The data |

◇ ◇ ◇

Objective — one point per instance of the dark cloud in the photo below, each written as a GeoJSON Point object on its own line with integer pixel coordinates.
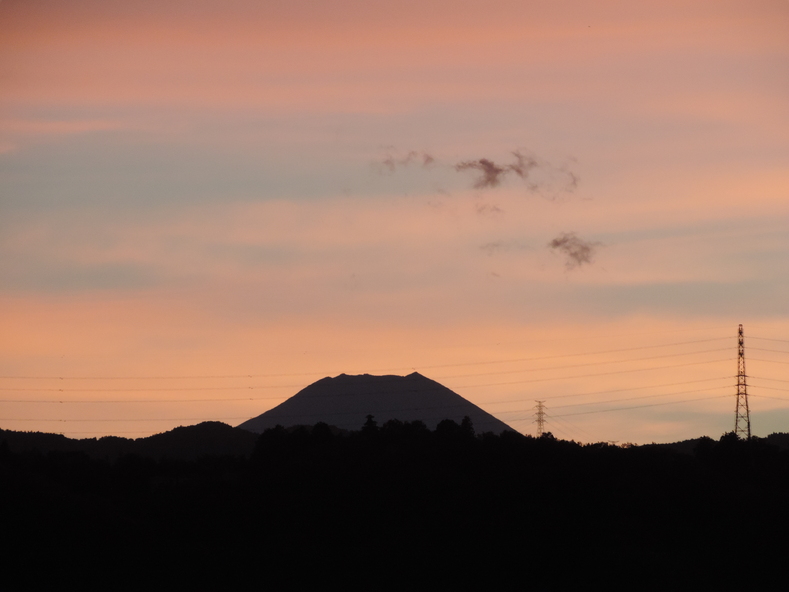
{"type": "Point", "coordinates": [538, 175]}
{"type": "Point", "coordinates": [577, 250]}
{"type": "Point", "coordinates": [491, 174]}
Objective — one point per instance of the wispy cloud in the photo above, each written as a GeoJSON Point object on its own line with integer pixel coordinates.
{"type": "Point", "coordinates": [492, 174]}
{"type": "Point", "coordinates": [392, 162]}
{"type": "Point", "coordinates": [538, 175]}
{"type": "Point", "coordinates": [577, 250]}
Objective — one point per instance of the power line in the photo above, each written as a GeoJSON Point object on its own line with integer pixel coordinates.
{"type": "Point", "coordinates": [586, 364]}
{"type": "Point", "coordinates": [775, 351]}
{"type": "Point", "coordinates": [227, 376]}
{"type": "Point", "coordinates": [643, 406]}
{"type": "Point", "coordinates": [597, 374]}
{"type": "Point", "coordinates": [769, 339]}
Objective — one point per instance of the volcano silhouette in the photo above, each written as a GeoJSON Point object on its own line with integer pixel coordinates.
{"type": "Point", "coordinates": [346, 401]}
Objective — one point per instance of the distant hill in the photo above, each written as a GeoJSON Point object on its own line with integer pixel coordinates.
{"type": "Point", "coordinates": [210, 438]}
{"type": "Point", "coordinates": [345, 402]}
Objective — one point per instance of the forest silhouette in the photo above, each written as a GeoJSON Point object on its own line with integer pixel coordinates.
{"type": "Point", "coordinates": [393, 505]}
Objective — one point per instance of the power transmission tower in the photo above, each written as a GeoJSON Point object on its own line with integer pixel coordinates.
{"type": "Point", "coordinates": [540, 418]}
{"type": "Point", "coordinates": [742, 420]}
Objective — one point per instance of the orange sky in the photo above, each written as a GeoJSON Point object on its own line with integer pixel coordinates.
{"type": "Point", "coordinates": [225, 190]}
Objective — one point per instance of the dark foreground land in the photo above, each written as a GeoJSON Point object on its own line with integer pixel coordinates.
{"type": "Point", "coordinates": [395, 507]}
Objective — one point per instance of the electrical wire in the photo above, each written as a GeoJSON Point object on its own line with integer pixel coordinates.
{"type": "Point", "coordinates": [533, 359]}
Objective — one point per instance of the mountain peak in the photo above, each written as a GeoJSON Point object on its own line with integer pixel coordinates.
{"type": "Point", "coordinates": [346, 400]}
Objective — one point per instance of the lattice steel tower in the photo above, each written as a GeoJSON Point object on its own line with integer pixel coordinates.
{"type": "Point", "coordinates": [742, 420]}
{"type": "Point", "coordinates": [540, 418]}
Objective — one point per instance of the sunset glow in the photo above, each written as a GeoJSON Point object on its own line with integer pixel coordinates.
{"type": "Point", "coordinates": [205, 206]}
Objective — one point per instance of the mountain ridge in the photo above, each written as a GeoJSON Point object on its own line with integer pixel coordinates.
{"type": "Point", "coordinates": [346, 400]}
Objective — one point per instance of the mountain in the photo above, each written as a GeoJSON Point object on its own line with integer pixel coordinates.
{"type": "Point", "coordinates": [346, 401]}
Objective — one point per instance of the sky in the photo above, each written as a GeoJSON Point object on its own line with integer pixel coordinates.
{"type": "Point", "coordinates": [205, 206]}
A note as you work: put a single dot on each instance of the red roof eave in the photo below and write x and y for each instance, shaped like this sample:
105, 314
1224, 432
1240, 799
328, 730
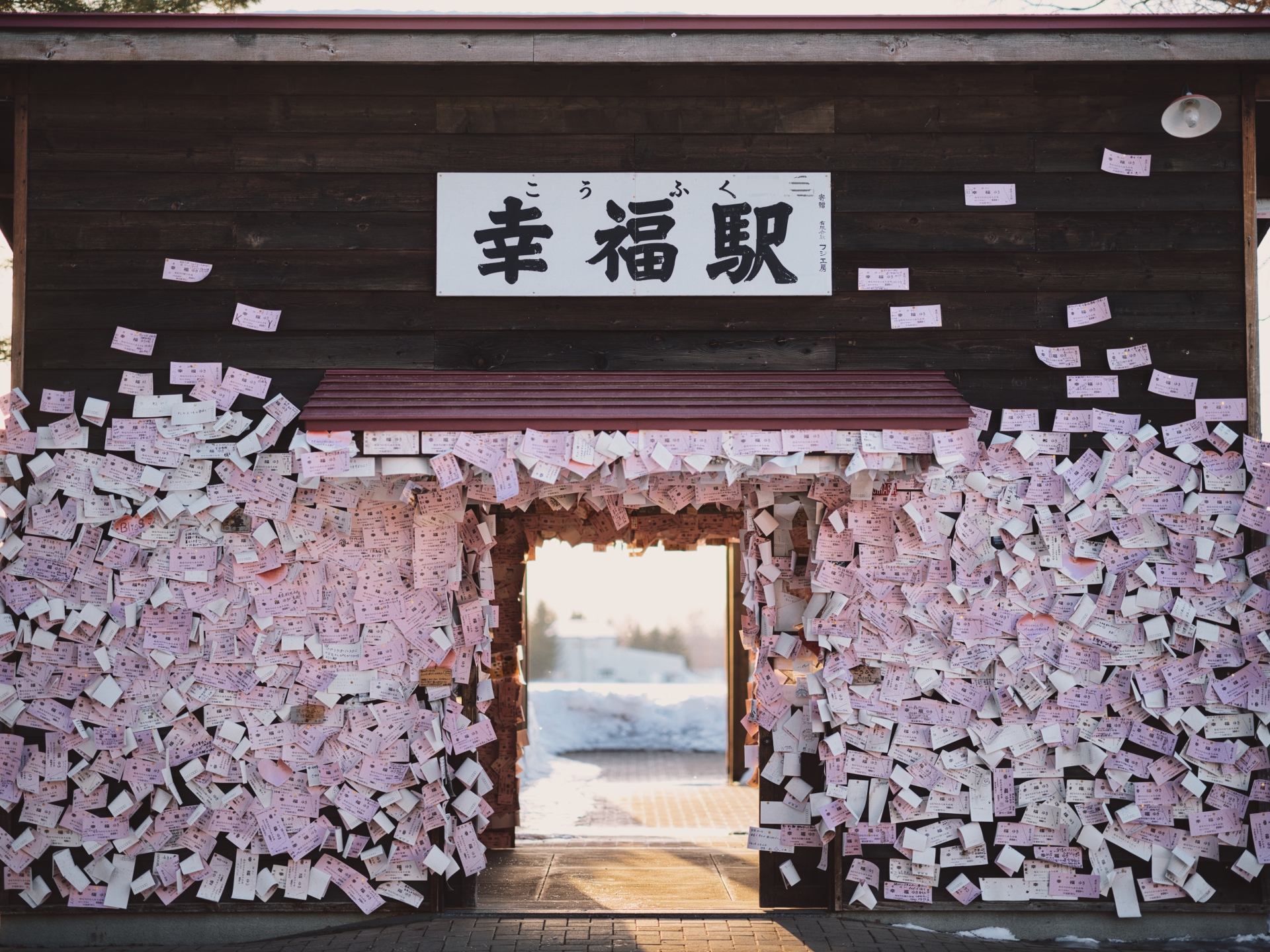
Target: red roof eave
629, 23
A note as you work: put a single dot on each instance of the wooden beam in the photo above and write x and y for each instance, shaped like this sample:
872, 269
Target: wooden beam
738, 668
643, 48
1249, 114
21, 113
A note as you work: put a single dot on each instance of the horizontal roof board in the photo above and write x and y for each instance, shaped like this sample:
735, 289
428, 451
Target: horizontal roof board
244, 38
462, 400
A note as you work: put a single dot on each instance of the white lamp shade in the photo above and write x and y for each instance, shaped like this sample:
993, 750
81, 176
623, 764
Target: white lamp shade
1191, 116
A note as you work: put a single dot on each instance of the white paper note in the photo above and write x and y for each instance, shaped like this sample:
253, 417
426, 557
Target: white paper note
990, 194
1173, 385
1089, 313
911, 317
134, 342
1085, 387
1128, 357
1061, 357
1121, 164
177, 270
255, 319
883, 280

◇ ◇ ◇

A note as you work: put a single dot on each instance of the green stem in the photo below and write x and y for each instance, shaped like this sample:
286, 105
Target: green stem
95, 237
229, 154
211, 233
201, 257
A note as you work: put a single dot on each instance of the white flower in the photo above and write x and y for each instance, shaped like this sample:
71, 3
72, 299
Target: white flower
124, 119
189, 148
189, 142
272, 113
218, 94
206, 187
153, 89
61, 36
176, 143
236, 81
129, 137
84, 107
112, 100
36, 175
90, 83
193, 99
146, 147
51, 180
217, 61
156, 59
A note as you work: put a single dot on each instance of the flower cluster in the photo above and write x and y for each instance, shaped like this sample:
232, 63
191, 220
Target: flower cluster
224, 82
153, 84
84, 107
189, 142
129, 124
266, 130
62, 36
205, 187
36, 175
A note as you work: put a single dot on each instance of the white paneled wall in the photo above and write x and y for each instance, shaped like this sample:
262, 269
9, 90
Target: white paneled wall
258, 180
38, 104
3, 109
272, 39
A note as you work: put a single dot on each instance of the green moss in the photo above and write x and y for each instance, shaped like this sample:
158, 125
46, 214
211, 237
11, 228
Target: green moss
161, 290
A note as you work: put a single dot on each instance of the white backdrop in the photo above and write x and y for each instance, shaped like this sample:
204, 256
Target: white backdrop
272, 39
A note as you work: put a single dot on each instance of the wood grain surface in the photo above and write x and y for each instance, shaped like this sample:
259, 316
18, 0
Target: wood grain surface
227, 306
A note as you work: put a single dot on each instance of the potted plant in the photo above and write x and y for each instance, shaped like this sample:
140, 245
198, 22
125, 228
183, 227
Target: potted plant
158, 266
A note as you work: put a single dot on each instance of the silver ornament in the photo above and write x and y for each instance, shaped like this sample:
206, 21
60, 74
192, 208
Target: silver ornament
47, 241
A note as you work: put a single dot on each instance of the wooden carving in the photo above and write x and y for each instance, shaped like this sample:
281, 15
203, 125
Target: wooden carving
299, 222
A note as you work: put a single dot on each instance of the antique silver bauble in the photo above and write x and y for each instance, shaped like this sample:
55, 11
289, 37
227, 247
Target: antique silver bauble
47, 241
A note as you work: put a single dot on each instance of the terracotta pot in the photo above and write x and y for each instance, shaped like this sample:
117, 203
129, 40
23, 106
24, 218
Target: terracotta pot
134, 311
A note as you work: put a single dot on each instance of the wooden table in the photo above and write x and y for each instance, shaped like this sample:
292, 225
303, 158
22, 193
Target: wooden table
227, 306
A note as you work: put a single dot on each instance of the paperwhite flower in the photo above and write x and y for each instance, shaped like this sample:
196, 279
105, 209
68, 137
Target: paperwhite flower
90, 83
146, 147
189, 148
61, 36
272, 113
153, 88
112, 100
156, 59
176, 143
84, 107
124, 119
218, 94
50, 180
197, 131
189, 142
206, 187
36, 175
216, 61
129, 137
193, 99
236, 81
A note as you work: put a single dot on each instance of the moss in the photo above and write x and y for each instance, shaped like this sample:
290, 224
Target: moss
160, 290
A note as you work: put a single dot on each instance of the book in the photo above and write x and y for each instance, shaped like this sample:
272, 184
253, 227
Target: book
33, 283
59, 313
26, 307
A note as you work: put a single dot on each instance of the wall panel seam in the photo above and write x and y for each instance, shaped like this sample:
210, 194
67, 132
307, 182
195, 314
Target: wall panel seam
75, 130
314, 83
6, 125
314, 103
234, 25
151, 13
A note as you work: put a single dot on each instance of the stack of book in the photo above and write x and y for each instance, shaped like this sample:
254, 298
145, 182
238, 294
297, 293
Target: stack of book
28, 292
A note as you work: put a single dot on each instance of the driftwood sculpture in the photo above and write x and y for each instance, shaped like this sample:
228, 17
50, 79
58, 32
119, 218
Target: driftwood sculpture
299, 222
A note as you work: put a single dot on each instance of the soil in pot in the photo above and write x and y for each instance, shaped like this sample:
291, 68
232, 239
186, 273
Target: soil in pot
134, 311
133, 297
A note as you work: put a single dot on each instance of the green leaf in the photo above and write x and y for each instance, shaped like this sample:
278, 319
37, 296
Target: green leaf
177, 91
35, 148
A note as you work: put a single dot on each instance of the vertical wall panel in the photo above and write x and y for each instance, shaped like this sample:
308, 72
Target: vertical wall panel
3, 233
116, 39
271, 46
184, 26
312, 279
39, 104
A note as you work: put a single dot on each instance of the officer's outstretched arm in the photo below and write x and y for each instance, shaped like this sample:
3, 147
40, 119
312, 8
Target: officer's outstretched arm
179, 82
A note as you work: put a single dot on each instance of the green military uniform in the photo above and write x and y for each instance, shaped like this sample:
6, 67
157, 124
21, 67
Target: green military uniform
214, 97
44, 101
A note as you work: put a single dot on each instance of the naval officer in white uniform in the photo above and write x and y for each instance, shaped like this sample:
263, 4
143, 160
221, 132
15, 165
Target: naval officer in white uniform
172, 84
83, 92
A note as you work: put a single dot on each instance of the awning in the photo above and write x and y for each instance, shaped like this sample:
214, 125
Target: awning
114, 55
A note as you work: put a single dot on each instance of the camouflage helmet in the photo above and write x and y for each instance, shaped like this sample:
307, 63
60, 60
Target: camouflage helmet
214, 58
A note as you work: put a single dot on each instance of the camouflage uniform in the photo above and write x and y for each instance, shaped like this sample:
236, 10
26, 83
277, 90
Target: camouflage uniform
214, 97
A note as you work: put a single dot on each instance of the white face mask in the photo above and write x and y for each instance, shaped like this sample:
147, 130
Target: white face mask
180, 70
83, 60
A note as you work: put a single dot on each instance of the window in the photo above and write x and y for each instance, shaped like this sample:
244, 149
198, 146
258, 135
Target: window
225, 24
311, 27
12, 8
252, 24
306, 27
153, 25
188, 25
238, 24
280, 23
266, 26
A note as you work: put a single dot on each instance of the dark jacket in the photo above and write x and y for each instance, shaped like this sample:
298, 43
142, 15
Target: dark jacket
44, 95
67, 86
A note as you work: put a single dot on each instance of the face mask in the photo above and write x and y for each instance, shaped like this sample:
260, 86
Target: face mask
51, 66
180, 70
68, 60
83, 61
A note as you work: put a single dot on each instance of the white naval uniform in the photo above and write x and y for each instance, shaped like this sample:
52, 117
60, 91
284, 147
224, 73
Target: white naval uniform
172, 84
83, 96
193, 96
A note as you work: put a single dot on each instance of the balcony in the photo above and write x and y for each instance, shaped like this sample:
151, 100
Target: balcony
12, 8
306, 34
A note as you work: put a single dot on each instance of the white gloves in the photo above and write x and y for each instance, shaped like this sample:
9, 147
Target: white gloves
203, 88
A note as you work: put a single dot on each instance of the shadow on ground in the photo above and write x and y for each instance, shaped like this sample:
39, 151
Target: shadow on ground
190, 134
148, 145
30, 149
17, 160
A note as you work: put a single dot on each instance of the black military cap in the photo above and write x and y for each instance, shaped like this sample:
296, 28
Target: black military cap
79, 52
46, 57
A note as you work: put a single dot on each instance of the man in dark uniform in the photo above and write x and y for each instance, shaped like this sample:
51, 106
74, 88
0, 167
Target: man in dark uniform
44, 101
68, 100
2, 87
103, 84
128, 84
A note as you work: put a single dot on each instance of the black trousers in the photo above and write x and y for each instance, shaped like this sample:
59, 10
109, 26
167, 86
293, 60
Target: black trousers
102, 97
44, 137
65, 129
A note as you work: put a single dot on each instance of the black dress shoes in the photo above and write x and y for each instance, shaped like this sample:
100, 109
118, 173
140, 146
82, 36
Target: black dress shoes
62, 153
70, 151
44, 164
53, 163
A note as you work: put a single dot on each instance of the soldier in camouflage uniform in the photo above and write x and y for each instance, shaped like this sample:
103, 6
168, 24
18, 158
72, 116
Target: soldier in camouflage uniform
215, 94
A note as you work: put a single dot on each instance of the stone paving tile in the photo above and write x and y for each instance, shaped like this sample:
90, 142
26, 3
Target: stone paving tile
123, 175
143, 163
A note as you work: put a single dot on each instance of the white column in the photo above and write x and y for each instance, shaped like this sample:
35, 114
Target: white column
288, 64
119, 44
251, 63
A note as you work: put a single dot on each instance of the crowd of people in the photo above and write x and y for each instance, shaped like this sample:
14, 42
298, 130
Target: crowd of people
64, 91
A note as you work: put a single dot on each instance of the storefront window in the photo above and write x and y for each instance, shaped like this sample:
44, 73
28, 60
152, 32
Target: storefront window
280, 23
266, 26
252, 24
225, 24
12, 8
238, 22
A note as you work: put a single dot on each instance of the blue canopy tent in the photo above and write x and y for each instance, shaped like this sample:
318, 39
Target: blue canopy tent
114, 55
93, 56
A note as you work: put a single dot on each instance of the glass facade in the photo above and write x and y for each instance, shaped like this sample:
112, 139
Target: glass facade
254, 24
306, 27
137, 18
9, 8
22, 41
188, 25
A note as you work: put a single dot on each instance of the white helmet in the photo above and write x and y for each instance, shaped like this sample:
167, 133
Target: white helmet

◇ ◇ ◇

What to produce | Copy out, exactly and alone, the lines of the entries above between the ones holding "Target: green stem" and "of the silver", inclusive.

Reply |
Target: green stem
95, 237
229, 154
211, 233
201, 257
A note as you work: put a single dot on each instance of the white flower in the photo above and write x and y for each instance, shaped like this sample:
71, 3
72, 299
Target: white flower
124, 119
189, 148
189, 142
272, 113
218, 94
206, 187
153, 89
61, 36
176, 143
236, 81
129, 137
84, 107
112, 100
36, 175
90, 83
193, 99
146, 147
51, 180
217, 61
156, 59
A note as you work: put a single dot on each instance of the flower cluster in the photo above and write x and y for each instance, shaped like this sample:
232, 63
191, 220
Target: flower cluster
224, 82
153, 84
84, 107
189, 142
129, 124
266, 130
62, 36
205, 187
36, 175
A note as you work: put a single dot on each instance of the white paneled wall in the photo above and write x and y for each instance, shaped like this sample:
262, 269
9, 90
Target: white paneled wall
258, 180
38, 104
3, 109
272, 39
A note as you work: put a single dot on each instance of the green moss in the photo above and write x and y for each instance, shaped like this sample:
158, 125
46, 214
211, 237
11, 228
Target: green moss
161, 290
A note as you work: put a single dot on each instance of the white backdrop in the photo above and write x and y for each instance, shaped like this sample:
204, 256
Target: white backdrop
272, 39
A note as you work: put a single dot on each instance of the wood grain surface in the photo above and write x and y for each instance, shaped like this sample:
259, 316
18, 0
Target: wood grain surface
227, 306
A note as you work: put a single dot on each instance of the potted plant in the photo above and write x and y for each instance, shaped like this sample:
140, 245
198, 22
125, 228
183, 227
Target: potted plant
158, 266
A note as you work: put a single dot on each instance of the silver ornament in the photo above and write x and y for each instance, shaped like this sample:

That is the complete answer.